EXTRACTED INFORMATION:
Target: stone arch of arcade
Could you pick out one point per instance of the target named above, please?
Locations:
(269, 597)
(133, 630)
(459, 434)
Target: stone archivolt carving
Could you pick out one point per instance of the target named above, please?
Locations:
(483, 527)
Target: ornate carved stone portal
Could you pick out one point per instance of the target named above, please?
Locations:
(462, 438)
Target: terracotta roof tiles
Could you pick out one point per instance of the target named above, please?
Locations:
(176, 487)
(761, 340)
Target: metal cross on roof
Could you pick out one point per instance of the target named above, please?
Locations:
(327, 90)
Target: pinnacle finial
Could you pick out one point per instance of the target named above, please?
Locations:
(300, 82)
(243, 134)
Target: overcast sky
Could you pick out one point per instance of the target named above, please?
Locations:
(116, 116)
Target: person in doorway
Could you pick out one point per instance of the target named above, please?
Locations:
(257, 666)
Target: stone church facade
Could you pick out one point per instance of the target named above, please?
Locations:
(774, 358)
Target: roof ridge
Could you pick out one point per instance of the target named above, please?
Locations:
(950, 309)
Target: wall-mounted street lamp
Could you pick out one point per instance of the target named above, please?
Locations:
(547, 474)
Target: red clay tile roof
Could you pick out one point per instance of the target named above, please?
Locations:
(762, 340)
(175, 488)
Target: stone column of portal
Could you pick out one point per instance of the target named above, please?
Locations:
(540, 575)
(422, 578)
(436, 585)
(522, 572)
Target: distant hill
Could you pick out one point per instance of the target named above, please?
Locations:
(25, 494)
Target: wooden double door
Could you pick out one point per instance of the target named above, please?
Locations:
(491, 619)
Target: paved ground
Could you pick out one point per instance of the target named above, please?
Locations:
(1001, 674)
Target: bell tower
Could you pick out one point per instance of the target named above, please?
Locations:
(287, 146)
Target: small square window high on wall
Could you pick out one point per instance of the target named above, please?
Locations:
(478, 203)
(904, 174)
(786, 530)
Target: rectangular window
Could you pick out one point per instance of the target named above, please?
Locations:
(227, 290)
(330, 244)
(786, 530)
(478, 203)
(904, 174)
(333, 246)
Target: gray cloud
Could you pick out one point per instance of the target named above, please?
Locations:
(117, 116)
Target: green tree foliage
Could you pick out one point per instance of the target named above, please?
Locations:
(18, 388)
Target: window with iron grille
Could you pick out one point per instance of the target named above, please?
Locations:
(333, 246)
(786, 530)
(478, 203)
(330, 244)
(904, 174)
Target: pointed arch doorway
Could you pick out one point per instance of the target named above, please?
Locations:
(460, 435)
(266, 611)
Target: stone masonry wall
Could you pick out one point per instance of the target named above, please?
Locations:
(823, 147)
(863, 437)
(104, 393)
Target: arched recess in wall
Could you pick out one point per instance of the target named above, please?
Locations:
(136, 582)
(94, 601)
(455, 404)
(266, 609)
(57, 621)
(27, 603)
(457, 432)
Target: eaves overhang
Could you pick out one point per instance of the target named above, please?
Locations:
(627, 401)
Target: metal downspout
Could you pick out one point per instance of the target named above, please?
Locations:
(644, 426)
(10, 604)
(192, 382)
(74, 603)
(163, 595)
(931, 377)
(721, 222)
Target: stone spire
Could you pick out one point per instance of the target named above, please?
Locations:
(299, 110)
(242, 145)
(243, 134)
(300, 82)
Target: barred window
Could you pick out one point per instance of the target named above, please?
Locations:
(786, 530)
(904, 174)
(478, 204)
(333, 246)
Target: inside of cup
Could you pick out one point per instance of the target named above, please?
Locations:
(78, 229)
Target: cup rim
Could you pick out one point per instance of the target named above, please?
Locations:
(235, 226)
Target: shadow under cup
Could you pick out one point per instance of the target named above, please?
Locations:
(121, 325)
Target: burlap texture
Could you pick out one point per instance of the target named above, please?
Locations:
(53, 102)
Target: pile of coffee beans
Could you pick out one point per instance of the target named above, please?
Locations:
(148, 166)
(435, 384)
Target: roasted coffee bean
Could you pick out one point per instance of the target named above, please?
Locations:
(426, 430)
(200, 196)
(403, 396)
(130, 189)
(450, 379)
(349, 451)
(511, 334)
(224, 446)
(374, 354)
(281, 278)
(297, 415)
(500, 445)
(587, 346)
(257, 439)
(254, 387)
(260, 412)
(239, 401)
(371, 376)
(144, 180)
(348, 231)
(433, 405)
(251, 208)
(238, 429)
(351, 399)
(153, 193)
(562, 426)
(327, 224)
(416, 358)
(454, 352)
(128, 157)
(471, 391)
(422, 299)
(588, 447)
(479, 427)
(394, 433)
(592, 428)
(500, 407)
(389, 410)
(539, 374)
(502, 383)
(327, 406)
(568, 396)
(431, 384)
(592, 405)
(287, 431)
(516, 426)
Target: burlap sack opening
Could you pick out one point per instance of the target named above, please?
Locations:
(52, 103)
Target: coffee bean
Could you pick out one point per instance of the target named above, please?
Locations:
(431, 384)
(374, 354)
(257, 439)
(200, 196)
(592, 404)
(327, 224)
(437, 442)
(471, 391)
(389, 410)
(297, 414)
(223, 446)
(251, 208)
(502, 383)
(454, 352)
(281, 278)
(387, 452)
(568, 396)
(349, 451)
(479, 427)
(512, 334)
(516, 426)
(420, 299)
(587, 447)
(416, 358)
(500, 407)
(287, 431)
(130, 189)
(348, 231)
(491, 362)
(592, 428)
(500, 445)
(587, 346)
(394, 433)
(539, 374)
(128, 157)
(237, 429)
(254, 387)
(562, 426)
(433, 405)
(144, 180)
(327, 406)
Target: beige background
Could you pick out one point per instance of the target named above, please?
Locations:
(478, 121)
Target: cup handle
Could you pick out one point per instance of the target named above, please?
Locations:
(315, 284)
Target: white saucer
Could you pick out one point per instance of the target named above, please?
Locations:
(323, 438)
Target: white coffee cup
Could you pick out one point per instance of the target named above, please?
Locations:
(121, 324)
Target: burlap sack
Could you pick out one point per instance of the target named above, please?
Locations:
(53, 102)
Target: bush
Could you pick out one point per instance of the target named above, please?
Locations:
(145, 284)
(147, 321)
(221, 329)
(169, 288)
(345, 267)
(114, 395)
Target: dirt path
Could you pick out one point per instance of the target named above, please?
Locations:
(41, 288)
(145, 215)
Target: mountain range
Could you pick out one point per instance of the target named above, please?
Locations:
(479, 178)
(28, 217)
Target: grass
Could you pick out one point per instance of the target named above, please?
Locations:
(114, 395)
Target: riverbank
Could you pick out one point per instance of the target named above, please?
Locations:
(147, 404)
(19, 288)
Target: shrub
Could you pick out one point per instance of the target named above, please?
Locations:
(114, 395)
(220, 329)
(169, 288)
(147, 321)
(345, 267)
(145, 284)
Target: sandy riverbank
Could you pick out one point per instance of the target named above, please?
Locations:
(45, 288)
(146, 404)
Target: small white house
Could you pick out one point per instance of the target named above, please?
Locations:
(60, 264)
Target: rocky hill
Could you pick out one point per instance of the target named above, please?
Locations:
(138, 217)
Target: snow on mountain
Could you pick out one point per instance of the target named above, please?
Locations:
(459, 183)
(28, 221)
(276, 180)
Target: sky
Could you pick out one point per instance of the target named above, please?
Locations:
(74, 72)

EXERCISE AIM: If a line in the records above has the word "white", copy it out.

WORKED SOLUTION:
Target: white saucer
Target: white coffee cup
Target: small white house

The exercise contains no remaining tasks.